Point labeling dataset excerpts
<<<<
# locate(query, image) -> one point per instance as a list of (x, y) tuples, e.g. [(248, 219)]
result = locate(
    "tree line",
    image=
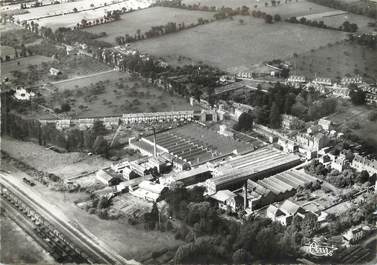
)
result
[(346, 26), (350, 7), (211, 238), (284, 99)]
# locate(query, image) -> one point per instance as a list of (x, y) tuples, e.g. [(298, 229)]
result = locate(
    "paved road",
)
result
[(82, 238)]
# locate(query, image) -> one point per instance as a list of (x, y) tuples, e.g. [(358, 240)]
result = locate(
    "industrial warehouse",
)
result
[(191, 143), (256, 165)]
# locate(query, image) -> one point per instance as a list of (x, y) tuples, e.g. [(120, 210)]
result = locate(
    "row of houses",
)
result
[(114, 121)]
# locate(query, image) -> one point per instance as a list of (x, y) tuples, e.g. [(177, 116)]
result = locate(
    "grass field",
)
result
[(337, 61), (120, 94), (145, 19), (17, 247), (348, 113), (22, 64), (234, 47), (61, 164), (336, 20)]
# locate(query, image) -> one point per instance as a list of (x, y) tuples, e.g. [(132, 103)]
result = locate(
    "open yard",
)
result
[(234, 47), (113, 93), (336, 61), (131, 242), (147, 18)]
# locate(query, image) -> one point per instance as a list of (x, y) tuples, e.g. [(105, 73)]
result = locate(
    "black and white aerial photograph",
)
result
[(188, 132)]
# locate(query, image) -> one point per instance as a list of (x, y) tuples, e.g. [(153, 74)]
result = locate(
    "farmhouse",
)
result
[(22, 94), (255, 165), (55, 72)]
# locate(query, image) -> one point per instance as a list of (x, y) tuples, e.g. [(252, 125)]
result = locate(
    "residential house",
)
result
[(285, 213), (325, 124), (23, 95), (149, 191), (312, 142), (55, 72), (356, 80), (355, 234), (340, 91), (340, 163), (361, 163), (227, 200), (291, 122)]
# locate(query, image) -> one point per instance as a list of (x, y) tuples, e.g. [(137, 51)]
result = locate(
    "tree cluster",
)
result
[(350, 7), (365, 39), (220, 239)]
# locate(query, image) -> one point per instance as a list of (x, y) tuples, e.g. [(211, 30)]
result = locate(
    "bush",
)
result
[(372, 116)]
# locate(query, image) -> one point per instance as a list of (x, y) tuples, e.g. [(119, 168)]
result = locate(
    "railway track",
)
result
[(65, 241)]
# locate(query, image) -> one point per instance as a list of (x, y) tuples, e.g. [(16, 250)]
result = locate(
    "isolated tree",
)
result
[(277, 18), (241, 256), (358, 97), (245, 122), (268, 19), (275, 117)]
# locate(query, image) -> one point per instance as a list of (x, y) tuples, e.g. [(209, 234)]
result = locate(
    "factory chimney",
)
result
[(245, 195), (154, 143)]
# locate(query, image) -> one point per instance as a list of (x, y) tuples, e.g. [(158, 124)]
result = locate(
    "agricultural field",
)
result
[(61, 164), (113, 93), (147, 18), (236, 47), (348, 114), (21, 64), (336, 61), (289, 9), (23, 249)]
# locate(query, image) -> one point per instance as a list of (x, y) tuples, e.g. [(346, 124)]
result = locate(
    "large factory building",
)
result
[(256, 165)]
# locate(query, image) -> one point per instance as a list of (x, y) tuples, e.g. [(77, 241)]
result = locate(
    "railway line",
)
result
[(63, 241)]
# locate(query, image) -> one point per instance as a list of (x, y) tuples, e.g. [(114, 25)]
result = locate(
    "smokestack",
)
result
[(245, 195), (154, 145)]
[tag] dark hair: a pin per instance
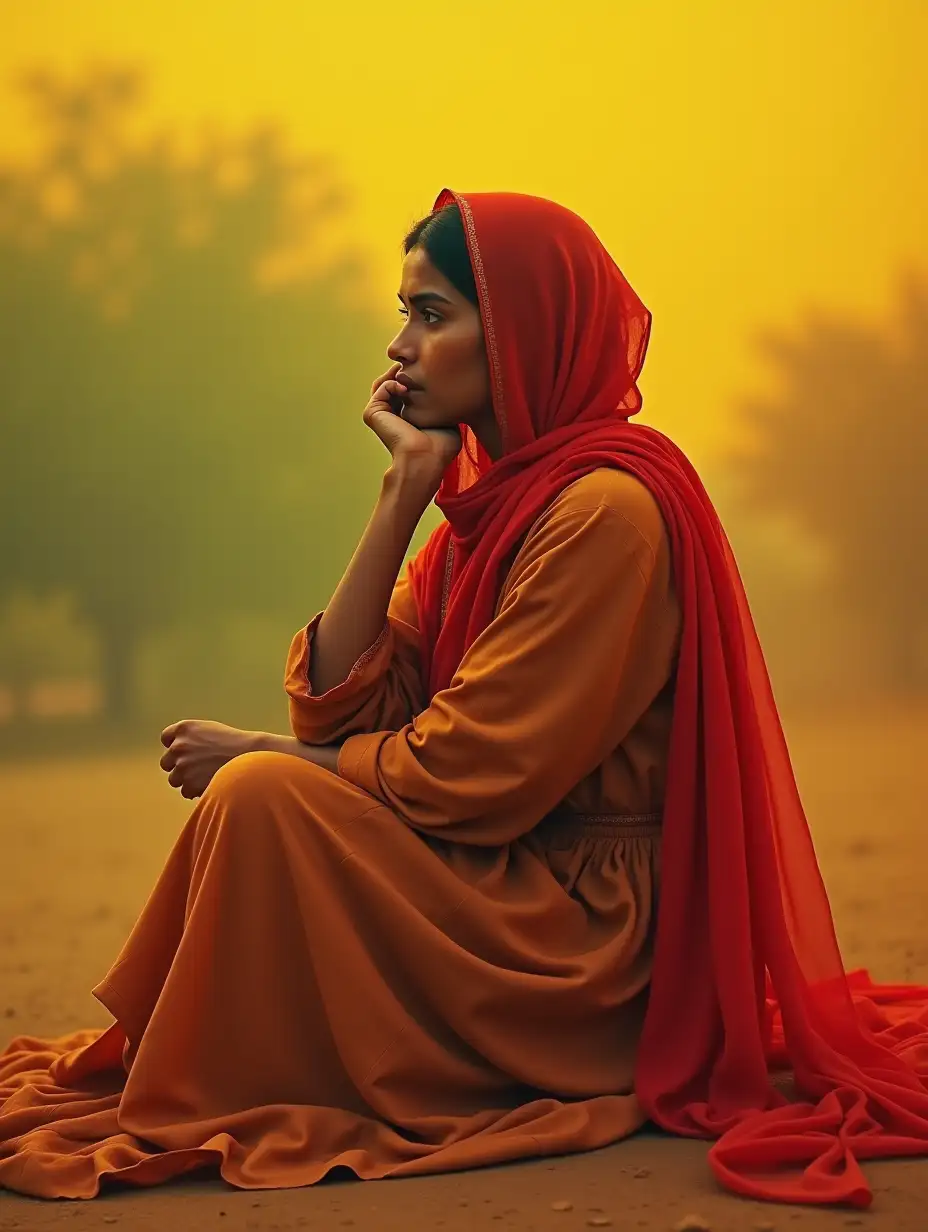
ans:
(441, 235)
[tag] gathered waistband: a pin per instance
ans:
(569, 824)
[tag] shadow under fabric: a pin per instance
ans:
(748, 977)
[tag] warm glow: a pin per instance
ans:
(742, 162)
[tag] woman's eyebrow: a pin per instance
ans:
(425, 297)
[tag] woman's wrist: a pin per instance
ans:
(325, 755)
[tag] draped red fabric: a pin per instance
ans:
(748, 980)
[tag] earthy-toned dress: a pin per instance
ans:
(434, 960)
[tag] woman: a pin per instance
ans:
(425, 934)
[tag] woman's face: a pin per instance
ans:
(441, 349)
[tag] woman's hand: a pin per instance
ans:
(420, 455)
(197, 748)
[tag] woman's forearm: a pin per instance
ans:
(358, 610)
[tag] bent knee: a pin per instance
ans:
(259, 778)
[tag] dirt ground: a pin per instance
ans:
(83, 842)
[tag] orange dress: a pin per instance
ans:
(438, 957)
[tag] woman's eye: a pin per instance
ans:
(425, 312)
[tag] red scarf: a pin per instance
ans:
(747, 976)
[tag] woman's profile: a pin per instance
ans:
(533, 869)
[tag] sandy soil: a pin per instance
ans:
(83, 842)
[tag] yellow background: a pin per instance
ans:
(743, 162)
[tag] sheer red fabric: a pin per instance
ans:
(748, 978)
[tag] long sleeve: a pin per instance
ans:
(583, 641)
(382, 691)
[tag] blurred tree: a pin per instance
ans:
(841, 451)
(175, 332)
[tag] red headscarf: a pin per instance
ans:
(747, 977)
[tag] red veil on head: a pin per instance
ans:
(747, 977)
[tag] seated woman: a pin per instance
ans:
(533, 867)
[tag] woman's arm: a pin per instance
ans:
(356, 612)
(583, 642)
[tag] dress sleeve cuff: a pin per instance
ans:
(358, 760)
(298, 663)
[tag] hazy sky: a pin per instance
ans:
(742, 160)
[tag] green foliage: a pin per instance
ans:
(180, 439)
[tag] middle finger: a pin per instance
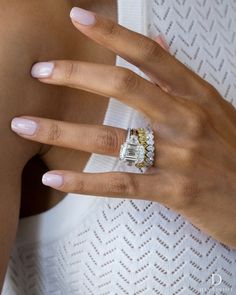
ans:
(110, 81)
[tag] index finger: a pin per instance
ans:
(140, 50)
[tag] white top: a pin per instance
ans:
(93, 245)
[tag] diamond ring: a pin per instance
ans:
(138, 149)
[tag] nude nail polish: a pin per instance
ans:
(53, 180)
(82, 16)
(42, 69)
(24, 126)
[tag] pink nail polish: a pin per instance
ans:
(53, 180)
(24, 126)
(82, 16)
(42, 69)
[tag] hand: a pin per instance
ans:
(195, 168)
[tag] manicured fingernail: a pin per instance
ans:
(82, 16)
(42, 69)
(24, 126)
(162, 42)
(53, 180)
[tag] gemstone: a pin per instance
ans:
(150, 136)
(150, 155)
(150, 148)
(150, 141)
(132, 153)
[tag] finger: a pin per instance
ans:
(89, 138)
(114, 184)
(145, 53)
(109, 81)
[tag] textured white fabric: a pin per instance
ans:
(117, 246)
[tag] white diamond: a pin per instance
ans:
(150, 136)
(150, 141)
(150, 148)
(150, 154)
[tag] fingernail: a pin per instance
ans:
(42, 69)
(161, 41)
(53, 180)
(82, 16)
(24, 126)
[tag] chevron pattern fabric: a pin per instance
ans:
(134, 247)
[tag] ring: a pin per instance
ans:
(138, 149)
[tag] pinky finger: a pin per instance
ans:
(111, 184)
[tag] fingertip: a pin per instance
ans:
(42, 69)
(53, 180)
(82, 16)
(162, 42)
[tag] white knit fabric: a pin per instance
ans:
(101, 246)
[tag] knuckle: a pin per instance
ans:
(188, 156)
(125, 81)
(186, 192)
(149, 49)
(122, 185)
(197, 123)
(209, 91)
(70, 71)
(110, 30)
(77, 186)
(108, 141)
(54, 132)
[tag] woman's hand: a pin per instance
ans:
(195, 129)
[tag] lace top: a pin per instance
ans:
(87, 245)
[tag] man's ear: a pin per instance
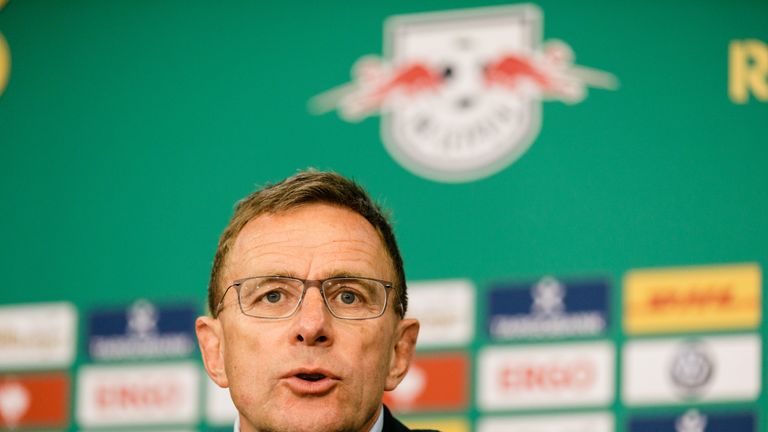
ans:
(211, 341)
(405, 344)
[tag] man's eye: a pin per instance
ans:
(273, 297)
(347, 297)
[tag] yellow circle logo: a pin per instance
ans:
(5, 58)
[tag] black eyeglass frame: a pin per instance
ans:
(306, 284)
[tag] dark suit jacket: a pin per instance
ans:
(392, 425)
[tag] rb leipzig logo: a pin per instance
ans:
(460, 92)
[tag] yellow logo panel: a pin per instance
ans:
(693, 298)
(441, 424)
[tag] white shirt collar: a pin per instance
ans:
(377, 427)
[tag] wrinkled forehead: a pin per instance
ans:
(441, 37)
(315, 231)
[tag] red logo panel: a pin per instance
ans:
(39, 400)
(434, 383)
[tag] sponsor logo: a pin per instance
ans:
(138, 395)
(441, 424)
(548, 308)
(142, 331)
(5, 58)
(694, 421)
(694, 298)
(692, 368)
(219, 408)
(748, 70)
(37, 336)
(716, 368)
(432, 383)
(592, 422)
(460, 92)
(38, 400)
(445, 310)
(538, 376)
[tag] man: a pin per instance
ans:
(307, 298)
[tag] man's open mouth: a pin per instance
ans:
(311, 377)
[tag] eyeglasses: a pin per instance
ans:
(276, 297)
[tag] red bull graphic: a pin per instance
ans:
(460, 92)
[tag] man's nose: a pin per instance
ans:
(313, 319)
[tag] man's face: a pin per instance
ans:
(272, 366)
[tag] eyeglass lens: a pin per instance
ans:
(279, 297)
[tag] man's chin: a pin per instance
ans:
(313, 415)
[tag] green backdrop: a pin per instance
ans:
(128, 129)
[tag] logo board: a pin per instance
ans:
(148, 394)
(35, 336)
(433, 383)
(541, 376)
(548, 308)
(692, 299)
(677, 370)
(587, 422)
(695, 421)
(143, 330)
(445, 309)
(34, 401)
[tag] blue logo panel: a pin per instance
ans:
(142, 330)
(548, 308)
(694, 421)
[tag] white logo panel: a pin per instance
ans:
(37, 335)
(166, 393)
(445, 309)
(592, 422)
(674, 370)
(539, 376)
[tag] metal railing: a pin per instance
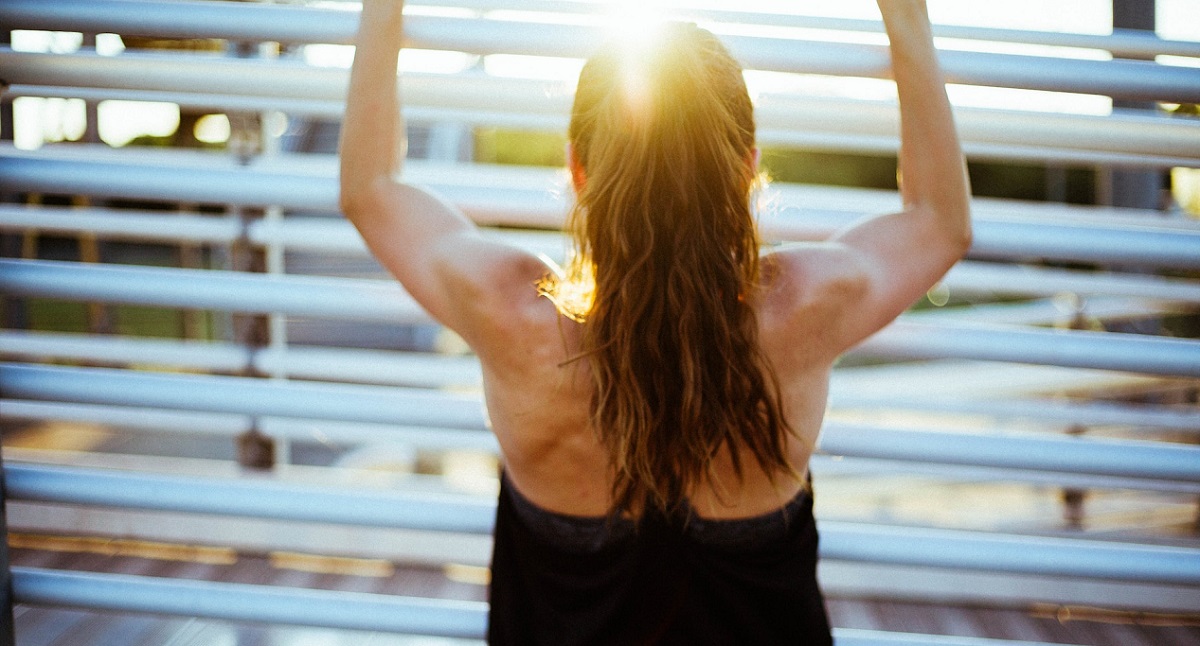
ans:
(435, 401)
>>>>
WORK TO DO:
Go to the line containing "[tag] white knit fabric: a pin per instance", then write out word for word every line from there to the end of the listing. Keep both end lines and drop the pictures.

OUTPUT OF THE TASK:
[tag] white knit fabric: a pin per instance
ans:
(101, 246)
[tag] knuckle: a pin per instance
ans:
(188, 156)
(125, 81)
(186, 192)
(149, 49)
(122, 185)
(197, 123)
(209, 91)
(70, 71)
(110, 30)
(77, 186)
(108, 141)
(54, 132)
[tag] woman's hand: a pin per instance
ans:
(195, 129)
[tag] lace top: a pin per instance
ans:
(87, 245)
[tag] man's ear: a pin per instance
ans:
(211, 341)
(405, 344)
[tag] man's eye: a pin per instance
ans:
(273, 297)
(347, 297)
[tag] yellow circle logo: a pin per instance
ans:
(5, 58)
[tag] black eyeglass frame: a pin per instance
ans:
(306, 284)
[tag] dark suit jacket: a pin per instance
ans:
(392, 425)
[tag] rb leipzig logo: a pin per instance
ans:
(460, 92)
[tag] yellow logo panel: a pin per instance
ans:
(693, 298)
(441, 424)
[tag] white shirt collar: a pin per instance
ans:
(377, 427)
[tag] wrinkled forehead: a pin per instance
ans:
(441, 37)
(315, 231)
[tag] red logo panel: a pin per instance
ans:
(39, 400)
(434, 383)
[tag] sponsor logo: a pin per instance
ans:
(138, 395)
(441, 424)
(548, 308)
(142, 331)
(5, 58)
(694, 421)
(694, 298)
(692, 368)
(219, 408)
(748, 70)
(37, 336)
(716, 368)
(432, 383)
(592, 422)
(460, 92)
(38, 400)
(445, 310)
(538, 376)
[tag] man: a pin per instance
ans:
(307, 298)
[tag] man's open mouth: a pin per instance
ans:
(311, 377)
[tag] eyeglasses: a pin per instance
ans:
(276, 297)
[tag] red bull graphic: a pin per instance
ans:
(460, 92)
[tag] man's nose: a pin per instance
ans:
(313, 319)
[tag] man's face: a pin per instance
ans:
(272, 366)
[tag] eyeglass lens: a pin per instance
ans:
(279, 297)
[tag] man's chin: a pin per instance
ans:
(313, 415)
[tag] green backdrop: a pin per instance
ans:
(128, 129)
[tag] logo board: a pin per instance
ans:
(148, 394)
(35, 336)
(433, 383)
(541, 376)
(548, 308)
(692, 299)
(677, 370)
(587, 422)
(695, 421)
(143, 330)
(445, 309)
(34, 401)
[tag] blue logo panel: a pin per instance
ans:
(142, 330)
(548, 308)
(694, 421)
[tag] white logo panel: a pin per instance
ans:
(37, 335)
(166, 393)
(445, 309)
(592, 422)
(674, 370)
(539, 376)
[tag] metal railing: a pin per instance
ans:
(435, 401)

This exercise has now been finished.